Records provided.
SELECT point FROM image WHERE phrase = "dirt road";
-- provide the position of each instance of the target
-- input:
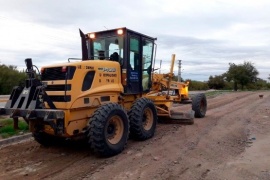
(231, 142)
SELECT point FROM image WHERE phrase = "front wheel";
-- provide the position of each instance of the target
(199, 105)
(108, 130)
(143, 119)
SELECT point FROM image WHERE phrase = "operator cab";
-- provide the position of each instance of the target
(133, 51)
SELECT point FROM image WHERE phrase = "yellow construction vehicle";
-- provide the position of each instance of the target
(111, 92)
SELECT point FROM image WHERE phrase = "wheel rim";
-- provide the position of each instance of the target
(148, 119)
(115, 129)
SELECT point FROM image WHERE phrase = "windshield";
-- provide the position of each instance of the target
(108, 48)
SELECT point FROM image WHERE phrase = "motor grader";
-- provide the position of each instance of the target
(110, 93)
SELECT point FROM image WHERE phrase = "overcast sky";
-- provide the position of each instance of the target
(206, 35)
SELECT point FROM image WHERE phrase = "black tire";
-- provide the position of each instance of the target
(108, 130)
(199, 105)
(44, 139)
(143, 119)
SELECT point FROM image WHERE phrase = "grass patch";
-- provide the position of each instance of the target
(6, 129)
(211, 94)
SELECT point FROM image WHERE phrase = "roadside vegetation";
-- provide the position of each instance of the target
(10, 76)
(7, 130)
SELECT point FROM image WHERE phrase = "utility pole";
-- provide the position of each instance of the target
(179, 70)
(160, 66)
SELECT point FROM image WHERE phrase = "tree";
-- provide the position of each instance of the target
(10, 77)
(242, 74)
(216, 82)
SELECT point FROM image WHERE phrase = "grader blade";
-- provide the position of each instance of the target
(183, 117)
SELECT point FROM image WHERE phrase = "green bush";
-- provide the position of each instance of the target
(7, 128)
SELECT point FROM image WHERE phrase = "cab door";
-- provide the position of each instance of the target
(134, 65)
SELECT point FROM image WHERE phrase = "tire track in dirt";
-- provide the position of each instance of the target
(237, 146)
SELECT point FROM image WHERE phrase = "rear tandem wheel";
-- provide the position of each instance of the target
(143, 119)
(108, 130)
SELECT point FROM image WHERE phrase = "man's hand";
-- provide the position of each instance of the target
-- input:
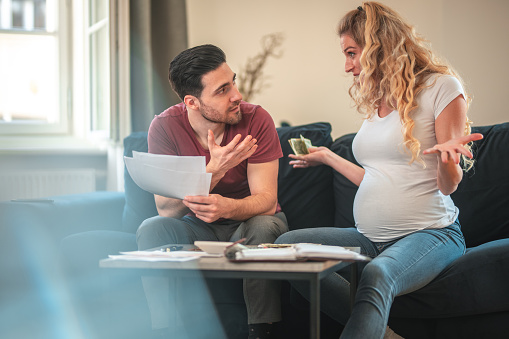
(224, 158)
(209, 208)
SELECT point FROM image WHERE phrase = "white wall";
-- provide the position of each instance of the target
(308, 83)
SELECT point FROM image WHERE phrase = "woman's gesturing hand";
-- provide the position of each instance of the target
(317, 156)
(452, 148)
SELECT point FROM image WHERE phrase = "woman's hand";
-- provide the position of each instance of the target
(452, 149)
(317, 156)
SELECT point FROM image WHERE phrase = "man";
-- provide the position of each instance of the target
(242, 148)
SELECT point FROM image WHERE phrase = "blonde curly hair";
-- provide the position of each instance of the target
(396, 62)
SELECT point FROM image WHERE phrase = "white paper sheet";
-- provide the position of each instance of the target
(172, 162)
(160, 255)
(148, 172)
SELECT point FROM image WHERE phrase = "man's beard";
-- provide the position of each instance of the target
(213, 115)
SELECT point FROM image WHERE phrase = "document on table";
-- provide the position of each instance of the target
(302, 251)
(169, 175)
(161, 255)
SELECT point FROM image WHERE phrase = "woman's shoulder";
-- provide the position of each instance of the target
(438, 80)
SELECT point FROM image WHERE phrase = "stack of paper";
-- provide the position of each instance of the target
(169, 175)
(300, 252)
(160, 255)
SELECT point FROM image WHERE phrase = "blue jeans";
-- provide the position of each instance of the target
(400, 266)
...
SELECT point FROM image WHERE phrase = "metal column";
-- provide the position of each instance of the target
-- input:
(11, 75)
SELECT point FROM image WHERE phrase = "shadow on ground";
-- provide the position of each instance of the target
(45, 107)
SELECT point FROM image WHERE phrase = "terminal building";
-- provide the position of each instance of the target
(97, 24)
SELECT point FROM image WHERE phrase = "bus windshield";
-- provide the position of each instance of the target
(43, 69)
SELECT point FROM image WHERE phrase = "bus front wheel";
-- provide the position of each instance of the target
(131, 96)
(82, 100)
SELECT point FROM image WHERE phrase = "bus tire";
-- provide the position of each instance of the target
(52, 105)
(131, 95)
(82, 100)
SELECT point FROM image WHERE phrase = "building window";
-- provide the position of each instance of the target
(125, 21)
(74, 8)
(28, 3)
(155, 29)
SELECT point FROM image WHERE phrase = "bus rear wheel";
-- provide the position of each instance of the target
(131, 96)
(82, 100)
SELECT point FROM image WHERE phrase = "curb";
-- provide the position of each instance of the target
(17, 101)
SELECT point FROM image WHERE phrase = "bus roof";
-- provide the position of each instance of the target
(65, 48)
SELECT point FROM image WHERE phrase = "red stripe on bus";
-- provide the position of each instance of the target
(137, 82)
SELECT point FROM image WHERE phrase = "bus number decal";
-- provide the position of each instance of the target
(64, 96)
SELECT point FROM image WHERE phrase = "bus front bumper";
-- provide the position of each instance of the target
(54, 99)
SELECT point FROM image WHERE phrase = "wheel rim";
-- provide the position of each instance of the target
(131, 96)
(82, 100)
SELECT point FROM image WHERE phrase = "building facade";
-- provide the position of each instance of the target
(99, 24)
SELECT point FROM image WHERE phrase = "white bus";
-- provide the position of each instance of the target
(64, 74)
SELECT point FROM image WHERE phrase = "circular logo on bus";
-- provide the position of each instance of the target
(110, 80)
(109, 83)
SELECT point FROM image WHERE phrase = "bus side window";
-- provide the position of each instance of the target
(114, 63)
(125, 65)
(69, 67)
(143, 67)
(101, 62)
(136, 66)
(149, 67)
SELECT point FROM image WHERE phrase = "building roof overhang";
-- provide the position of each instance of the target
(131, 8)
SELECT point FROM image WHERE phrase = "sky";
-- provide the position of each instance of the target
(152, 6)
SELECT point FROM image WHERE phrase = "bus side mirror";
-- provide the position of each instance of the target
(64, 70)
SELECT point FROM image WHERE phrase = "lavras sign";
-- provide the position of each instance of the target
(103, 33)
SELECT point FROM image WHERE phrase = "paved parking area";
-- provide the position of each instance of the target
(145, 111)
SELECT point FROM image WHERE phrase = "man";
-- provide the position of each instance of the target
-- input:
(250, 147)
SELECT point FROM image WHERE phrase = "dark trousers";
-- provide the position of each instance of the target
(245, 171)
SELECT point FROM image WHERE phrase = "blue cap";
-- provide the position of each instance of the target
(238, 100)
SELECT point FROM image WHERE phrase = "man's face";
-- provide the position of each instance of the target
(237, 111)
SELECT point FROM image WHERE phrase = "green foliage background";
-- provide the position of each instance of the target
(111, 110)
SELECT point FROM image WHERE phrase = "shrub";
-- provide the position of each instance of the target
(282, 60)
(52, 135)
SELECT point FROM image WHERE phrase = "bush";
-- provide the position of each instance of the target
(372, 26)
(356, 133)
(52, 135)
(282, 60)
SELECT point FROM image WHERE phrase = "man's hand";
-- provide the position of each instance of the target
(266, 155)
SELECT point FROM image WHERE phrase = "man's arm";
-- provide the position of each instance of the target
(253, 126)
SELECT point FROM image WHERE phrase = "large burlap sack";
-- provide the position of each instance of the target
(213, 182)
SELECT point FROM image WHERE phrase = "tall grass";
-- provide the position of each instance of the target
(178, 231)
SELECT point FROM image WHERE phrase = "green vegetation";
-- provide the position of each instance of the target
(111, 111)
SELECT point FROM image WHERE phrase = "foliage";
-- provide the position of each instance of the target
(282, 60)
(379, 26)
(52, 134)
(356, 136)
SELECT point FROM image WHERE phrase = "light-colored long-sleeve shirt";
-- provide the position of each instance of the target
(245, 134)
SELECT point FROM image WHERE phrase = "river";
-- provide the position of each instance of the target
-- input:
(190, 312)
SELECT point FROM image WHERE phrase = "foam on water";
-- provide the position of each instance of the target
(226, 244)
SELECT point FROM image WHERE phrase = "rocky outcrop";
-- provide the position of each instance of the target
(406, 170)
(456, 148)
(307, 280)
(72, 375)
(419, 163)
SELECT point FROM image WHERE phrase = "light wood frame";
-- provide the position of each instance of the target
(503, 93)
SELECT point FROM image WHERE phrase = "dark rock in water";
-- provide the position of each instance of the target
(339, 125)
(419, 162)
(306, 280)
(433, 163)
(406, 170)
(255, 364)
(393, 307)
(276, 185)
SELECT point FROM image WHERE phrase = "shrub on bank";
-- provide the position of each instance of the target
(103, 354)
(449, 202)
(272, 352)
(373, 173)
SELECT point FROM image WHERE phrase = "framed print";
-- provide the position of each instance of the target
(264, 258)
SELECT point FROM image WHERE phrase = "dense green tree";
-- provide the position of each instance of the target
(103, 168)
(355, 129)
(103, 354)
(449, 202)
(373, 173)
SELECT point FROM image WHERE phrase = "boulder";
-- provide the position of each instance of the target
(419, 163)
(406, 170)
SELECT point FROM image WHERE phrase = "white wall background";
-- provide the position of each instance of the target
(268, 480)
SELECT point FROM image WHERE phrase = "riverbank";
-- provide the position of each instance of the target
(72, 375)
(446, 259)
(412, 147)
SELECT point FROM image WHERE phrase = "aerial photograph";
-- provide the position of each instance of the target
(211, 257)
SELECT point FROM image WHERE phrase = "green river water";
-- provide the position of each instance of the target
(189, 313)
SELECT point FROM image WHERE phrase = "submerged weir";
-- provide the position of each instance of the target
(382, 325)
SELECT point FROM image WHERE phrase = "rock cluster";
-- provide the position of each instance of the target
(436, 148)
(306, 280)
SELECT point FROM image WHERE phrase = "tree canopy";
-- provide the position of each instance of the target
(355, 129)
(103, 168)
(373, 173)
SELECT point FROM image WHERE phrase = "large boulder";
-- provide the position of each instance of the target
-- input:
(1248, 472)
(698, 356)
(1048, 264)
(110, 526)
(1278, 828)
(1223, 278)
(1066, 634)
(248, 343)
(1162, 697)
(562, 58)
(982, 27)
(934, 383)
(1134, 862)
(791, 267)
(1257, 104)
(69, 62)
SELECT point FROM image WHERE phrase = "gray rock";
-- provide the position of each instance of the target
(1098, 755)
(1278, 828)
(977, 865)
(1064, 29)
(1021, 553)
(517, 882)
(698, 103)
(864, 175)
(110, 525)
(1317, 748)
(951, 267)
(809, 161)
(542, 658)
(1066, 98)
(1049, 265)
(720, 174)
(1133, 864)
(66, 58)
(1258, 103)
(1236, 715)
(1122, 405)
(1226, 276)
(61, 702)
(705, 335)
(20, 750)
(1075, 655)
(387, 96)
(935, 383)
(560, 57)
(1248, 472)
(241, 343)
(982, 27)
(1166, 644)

Instructions to follow. Among the lines above, count those containing the word "vegetation" and write only the number.

Finished exercise. 2